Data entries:
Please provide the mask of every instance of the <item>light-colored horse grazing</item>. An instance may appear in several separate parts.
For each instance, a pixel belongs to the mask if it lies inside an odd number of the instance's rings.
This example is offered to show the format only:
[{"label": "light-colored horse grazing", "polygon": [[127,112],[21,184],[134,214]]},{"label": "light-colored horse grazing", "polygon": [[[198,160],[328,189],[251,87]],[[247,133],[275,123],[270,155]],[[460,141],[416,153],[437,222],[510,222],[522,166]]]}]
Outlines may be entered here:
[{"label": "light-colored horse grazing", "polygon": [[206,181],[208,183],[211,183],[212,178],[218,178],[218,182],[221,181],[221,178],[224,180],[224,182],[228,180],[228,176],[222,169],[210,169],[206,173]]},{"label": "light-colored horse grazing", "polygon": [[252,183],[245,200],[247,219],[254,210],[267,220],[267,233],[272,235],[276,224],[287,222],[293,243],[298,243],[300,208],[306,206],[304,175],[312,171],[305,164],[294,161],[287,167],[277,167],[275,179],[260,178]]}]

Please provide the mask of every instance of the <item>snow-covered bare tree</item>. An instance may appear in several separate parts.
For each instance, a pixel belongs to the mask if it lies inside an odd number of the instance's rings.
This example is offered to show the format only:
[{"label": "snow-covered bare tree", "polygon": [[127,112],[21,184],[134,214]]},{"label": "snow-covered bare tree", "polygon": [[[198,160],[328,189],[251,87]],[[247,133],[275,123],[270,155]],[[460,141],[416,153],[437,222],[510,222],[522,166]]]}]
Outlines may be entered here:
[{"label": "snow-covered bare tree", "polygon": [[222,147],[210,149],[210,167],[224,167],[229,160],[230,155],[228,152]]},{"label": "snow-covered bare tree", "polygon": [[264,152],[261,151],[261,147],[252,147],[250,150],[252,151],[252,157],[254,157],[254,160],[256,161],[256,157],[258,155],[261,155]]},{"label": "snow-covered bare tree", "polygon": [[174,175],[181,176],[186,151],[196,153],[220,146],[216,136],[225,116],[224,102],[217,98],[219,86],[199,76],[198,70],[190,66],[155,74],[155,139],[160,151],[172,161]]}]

Stated problem:
Copy out, without any change, the part of the records that opens with the line containing "of the <item>snow-covered" and runs through the end of the records, including both of those lines.

Written response:
Please provide the mask of every instance of the <item>snow-covered bare tree</item>. An instance may appear in several separate parts.
For each instance, a pixel belongs to the mask if it lies inside an odd number of the instance's rings.
This example is offered to show the format only:
[{"label": "snow-covered bare tree", "polygon": [[127,112],[21,184],[134,214]]},{"label": "snow-covered bare tree", "polygon": [[[198,160],[328,189],[251,87]],[[247,133],[275,123],[270,155]],[[460,141],[416,153],[437,222],[510,222],[522,166]]]}]
Outlines may be entered here:
[{"label": "snow-covered bare tree", "polygon": [[222,147],[210,149],[210,167],[224,167],[229,160],[230,155],[228,152]]},{"label": "snow-covered bare tree", "polygon": [[264,152],[261,151],[261,147],[252,147],[250,150],[252,151],[252,157],[254,157],[254,160],[256,161],[256,157],[258,155],[261,155]]},{"label": "snow-covered bare tree", "polygon": [[174,175],[181,176],[186,151],[196,153],[220,146],[216,136],[225,116],[224,102],[217,98],[219,86],[199,76],[198,70],[190,66],[155,74],[155,139],[160,151],[172,161]]}]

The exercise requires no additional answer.